***** 展示文本
程序员

浅析MySQL的批量提交的优化

2018-12-22  本文已影响3人  ElseF

公众号请关注ElseF,ElseF(Else Figure),是一个专注于「分享」国内外高质量的科技类文章和新闻的自媒体。维护者主要来自国内外大型互联网公司和创业公司,主要专注于与互联网相关的精彩内容。


微信公众号

Batch提交

Batch提交是用一个Connection来对若干个SQL进行一次性、批量提交给MySQL处理。但有一个问题是,如果某个SQL 挂了而其他的并不会受影响,这样就无法保证原子性,只能再封装一层Transaction来实现。 同时,Batch处理并不是每个Server都支持的,需要看具体的产品和版本号。

代码

我们通过观察具体的客户端实现代码来了解批量提交是如何实现的 spring-jdbc-5.1.3.RELEASE中的实现如下:

@Override
    public int[] batchUpdate(String sql, SqlParameterSource[] batchArgs) {
        if (batchArgs.length == 0) {
            return new int[0];
        }

        ParsedSql parsedSql = getParsedSql(sql);
        PreparedStatementCreatorFactory pscf = getPreparedStatementCreatorFactory(parsedSql, batchArgs[0]);
        // 调用另外一个batchUpdate方法
        return getJdbcOperations().batchUpdate(
                pscf.getSql(),
                new BatchPreparedStatementSetter() {
                    @Override
                    public void setValues(PreparedStatement ps, int i) throws SQLException {
                        Object[] values = NamedParameterUtils.buildValueArray(parsedSql, batchArgs[i], null);
                        pscf.newPreparedStatementSetter(values).setValues(ps);
                    }
                    @Override
                    public int getBatchSize() {
                        return batchArgs.length;
                    }
                });
    }

第二个batchUpdate方法如下:

@Override
    public int[] batchUpdate(String sql, final BatchPreparedStatementSetter pss) throws DataAccessException {
        if (logger.isDebugEnabled()) {
            logger.debug("Executing SQL batch update [" + sql + "]");
        }

        // 调用execute方法,传入sql和回调接口
        int[] result = execute(sql, (PreparedStatementCallback<int[]>) ps -> {
            try {
                int batchSize = pss.getBatchSize();
                InterruptibleBatchPreparedStatementSetter ipss =
                        (pss instanceof InterruptibleBatchPreparedStatementSetter ?
**********
任务目标
根据上文这篇关于MySQL批量提交的文章回答:
(a) 文中分析的客户端实现代码出自哪个spring-jdbc版本?
(b) 第一个batchUpdate方法在batchArgs长度为0时返回什么?
(c) 按文中说法,要保证批量提交的原子性,还需要怎么做?
***** 数据条目
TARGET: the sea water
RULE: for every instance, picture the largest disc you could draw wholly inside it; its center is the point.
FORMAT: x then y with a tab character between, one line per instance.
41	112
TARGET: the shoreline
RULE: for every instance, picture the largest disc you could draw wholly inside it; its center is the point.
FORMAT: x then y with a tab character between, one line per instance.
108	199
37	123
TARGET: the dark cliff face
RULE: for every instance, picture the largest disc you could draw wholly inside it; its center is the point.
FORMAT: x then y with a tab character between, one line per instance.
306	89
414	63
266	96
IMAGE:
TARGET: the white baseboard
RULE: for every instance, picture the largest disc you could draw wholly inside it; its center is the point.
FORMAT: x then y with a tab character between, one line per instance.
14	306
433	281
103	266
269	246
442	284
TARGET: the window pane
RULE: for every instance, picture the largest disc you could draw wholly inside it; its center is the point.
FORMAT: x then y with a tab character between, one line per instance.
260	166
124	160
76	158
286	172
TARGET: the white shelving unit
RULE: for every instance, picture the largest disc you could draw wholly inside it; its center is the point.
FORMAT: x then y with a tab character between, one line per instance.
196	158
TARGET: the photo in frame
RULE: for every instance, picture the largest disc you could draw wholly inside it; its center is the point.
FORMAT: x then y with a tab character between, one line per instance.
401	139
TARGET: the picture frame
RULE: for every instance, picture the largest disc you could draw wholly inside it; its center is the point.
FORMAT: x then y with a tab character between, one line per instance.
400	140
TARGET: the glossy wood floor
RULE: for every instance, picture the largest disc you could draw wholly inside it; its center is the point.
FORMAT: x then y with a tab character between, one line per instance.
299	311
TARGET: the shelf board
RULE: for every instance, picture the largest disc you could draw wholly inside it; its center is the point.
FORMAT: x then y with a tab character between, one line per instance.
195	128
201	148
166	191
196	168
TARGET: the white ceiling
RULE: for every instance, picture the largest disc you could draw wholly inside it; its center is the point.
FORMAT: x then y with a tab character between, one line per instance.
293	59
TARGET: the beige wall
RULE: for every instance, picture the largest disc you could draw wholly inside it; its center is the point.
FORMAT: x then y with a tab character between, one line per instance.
**********
问题解答
(a) spring-jdbc-5.1.3.RELEASE。
(b) 返回new int[0]。
(c) 再封装一层Transaction。